__SOURCE DOCUMENT__
================================

Meanwhile, Jackbird talks with October about her concern for Bullet, and would like to stay with October's ladies if, say, Bullet doesn't make it back.  They then discuss the primitive means of midwifery at their disposal in the holding.  "Have you talked to Frog (the doctor)?" October asks her.  Jackbird shakes her head, but then mentions that "a couple more babies are on the way."  More gossip comes out: Honeytree apparently has a thing for Barbecue, but he doesn't seem to care.  October (read a person: partial) figures out that what Jackbird really wants is for October to be in her corner, to have her back.

Eventually some of the Trailjacks play around with their guns and unleash some gunfire in the enclosed mine, and Hooch joins in recklessly.  Burroughs opens his brain (partial) to find Hooch's bullets splashing off the walls rather than sparking.  Dead Man's Pit is alive.  Ribbons the Trailjack examines one of the pits and yells "Hey yo! There's something back there!"  The "something" turns out to be a giant pile of broken animal bits and assorted junk.  After scavenging for useful stuff (Burroughs gathers a sample of the slime on the walls, Hooch finds some metallic bits), Hooch (read a situation: parial) decides to leave the bikes there and use the steeper path down.  They leave Baby behind with an extra gun and proceed, creepy footsteps scuttling in front of them.

Barbecue is repairing the still (opens his brain: fail) and is suddenly besieged by a psychic attack.  As is characteristic, he wanders off as he is assaulted by noise of something chewing through metal.  He finds a female child with no eyes doing exactly that on the still.  Barbecue kicks her (go aggro: success) and she whimpers away.  But then he has a second thought (read a situation: partial) - he should be on the lookout for her parents.  Shit.  "Dammit, I need the Trailjacks!" he mutters and heads straight to the Moulin Noir to get October's help as well.  He tells October: "There's something weird gnawing at the manufactory.  There's a creepy kid chewing on the metal."  He gathers up a team of his men and a lot of guns, including his fearsome chainsaw.  October just brings some cookies, and asserts that they don't need the Trailjacks' presence - just the two of them will be sufficient.  When they get back to the shed, the kid is gone.  October doesn't know where (read a situation: fail) but she and Barbecue search the area (Hx: fail -> partial) and she suspects the fertile women are somehow in danger.  She opens her brain (success), and discovers the child is just part of the general psychic ecosystem surrounding the holding, rare and uncultivated.  The child is different from Jones or Burroughs, and is gnawing on the building because she's teething.

================================

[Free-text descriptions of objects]
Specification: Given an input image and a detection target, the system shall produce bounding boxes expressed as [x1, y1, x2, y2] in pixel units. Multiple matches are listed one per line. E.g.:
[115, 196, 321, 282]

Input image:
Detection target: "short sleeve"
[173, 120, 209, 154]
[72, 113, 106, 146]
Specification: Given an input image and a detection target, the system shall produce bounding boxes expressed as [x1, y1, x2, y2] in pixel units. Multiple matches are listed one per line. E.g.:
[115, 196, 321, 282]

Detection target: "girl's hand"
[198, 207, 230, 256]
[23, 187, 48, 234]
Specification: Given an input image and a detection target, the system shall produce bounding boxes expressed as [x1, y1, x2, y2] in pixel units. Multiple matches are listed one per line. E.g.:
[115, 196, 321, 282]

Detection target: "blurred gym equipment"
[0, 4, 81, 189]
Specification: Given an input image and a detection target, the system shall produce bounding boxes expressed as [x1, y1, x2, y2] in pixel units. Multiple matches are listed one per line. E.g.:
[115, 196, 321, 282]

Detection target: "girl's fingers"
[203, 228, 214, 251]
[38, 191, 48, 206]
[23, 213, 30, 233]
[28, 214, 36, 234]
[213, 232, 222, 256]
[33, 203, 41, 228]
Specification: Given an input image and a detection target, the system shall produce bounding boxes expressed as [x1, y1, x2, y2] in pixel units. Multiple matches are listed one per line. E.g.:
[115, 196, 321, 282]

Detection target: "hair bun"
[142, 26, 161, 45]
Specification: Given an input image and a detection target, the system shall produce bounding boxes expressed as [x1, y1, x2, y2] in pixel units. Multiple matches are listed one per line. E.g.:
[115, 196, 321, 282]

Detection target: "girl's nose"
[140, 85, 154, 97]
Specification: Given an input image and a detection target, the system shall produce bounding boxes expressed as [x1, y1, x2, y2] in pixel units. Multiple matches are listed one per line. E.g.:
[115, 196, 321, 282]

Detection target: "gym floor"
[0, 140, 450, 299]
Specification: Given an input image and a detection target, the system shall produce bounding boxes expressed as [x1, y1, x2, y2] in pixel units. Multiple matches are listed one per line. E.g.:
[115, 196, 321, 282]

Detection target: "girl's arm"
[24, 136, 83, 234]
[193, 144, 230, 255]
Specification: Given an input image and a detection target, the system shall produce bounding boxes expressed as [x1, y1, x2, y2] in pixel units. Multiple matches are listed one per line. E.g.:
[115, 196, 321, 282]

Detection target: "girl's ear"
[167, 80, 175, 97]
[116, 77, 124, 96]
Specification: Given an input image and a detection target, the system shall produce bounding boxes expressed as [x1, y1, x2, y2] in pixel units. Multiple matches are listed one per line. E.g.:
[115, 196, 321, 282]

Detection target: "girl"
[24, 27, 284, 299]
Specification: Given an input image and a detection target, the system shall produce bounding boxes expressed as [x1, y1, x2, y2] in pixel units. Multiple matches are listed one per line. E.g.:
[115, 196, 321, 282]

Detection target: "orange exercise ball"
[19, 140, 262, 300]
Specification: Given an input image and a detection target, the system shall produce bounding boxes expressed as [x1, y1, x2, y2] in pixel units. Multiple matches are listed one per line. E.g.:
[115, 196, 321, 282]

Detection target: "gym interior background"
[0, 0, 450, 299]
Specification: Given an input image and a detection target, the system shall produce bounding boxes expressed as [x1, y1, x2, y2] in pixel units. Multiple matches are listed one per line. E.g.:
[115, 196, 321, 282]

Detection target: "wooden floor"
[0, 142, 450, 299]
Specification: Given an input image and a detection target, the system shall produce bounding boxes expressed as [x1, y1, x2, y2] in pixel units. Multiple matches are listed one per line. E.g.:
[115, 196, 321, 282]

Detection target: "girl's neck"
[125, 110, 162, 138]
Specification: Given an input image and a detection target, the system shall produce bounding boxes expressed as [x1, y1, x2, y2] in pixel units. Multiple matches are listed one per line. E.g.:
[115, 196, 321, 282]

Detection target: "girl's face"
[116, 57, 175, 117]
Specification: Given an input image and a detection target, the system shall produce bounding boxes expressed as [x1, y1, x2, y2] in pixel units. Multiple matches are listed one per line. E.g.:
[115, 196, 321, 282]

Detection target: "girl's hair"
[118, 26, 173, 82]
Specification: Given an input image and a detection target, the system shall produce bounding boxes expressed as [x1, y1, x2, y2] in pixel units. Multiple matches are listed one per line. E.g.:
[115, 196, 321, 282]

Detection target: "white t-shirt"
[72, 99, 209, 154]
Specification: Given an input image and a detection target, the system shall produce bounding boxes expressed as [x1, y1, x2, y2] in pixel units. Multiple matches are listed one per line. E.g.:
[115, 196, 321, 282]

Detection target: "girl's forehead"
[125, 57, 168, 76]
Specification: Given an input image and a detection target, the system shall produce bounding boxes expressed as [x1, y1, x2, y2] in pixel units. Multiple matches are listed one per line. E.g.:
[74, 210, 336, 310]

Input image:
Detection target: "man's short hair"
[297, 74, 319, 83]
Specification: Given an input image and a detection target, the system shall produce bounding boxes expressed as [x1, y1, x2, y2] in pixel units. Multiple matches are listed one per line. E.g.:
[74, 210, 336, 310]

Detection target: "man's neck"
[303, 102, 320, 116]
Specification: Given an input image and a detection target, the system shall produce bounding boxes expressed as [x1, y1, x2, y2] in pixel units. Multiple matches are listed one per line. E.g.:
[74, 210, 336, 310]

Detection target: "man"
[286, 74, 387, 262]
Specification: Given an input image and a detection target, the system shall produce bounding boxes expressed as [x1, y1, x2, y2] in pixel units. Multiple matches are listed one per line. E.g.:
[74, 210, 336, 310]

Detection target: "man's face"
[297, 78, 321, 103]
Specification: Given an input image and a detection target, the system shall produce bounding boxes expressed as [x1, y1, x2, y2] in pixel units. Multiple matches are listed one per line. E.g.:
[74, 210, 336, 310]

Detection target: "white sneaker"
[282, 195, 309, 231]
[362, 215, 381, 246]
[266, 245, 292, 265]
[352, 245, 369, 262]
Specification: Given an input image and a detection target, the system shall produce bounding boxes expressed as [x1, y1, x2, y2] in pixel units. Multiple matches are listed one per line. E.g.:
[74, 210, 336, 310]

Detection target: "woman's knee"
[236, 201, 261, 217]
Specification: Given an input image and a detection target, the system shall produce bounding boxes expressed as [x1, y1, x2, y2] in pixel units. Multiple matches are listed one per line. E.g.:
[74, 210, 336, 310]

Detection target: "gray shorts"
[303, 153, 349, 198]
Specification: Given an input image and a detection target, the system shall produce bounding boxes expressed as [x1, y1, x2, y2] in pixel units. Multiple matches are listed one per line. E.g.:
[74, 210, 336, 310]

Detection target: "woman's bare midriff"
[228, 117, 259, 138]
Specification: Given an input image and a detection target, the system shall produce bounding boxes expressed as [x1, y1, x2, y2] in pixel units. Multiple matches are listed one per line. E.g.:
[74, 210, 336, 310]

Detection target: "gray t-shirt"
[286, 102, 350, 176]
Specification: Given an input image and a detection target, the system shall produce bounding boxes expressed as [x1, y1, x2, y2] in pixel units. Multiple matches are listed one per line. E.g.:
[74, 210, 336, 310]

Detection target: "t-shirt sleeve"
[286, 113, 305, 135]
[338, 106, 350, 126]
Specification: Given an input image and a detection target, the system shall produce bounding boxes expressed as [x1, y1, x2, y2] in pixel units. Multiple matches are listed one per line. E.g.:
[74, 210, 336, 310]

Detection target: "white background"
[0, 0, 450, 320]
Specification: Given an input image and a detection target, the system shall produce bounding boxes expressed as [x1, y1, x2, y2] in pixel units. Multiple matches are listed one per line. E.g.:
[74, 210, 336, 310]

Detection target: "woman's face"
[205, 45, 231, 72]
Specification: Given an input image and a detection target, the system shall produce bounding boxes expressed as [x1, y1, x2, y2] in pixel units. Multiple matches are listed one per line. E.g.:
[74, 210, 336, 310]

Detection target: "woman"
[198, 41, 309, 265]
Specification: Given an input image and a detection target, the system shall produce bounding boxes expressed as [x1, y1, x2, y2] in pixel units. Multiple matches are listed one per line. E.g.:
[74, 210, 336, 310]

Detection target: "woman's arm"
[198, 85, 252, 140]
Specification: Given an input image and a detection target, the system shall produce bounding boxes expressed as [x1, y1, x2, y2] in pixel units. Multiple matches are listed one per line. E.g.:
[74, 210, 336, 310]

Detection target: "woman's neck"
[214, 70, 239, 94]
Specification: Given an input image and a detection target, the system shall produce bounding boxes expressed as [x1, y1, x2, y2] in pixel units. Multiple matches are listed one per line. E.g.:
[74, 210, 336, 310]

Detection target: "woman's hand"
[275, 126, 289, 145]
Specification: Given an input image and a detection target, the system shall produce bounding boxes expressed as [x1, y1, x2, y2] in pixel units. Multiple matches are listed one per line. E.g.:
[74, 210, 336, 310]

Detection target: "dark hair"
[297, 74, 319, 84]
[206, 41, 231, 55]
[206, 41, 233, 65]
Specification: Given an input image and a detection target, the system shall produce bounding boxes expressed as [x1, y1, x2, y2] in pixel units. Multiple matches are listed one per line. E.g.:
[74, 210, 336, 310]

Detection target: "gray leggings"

================================

__INSTRUCTIONS TO FOLLOW__
According to the session recap, what was Barbecue doing when the psychic attack hit him?

__SOLUTION FOR THIS TASK__
He was repairing the still.